TO BE DONE
Rewrite the entries below so that "rock outcrop" takes the place of "stone outcrop". Keep everything else the same.

::: EXCERPTED DATA

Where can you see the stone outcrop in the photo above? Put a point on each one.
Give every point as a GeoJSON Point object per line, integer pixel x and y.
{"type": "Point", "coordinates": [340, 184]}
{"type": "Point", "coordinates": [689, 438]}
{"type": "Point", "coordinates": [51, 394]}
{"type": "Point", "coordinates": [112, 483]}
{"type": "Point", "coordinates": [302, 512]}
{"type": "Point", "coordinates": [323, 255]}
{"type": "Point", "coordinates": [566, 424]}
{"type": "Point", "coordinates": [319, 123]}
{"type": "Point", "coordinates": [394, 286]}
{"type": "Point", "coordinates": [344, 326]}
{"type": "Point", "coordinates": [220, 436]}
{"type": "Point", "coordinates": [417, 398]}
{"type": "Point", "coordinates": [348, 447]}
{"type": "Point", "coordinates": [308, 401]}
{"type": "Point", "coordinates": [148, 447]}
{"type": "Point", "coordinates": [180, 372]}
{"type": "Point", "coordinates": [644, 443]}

::::::

RESPONSE
Where can you see the rock outcrop in the photo above? Put a point on each one.
Give every point as a GeoJSON Point object per line, integer pixel x and y.
{"type": "Point", "coordinates": [340, 184]}
{"type": "Point", "coordinates": [689, 438]}
{"type": "Point", "coordinates": [51, 394]}
{"type": "Point", "coordinates": [112, 483]}
{"type": "Point", "coordinates": [302, 512]}
{"type": "Point", "coordinates": [323, 255]}
{"type": "Point", "coordinates": [566, 424]}
{"type": "Point", "coordinates": [319, 123]}
{"type": "Point", "coordinates": [394, 286]}
{"type": "Point", "coordinates": [344, 326]}
{"type": "Point", "coordinates": [220, 436]}
{"type": "Point", "coordinates": [417, 398]}
{"type": "Point", "coordinates": [348, 447]}
{"type": "Point", "coordinates": [308, 401]}
{"type": "Point", "coordinates": [148, 447]}
{"type": "Point", "coordinates": [180, 372]}
{"type": "Point", "coordinates": [644, 443]}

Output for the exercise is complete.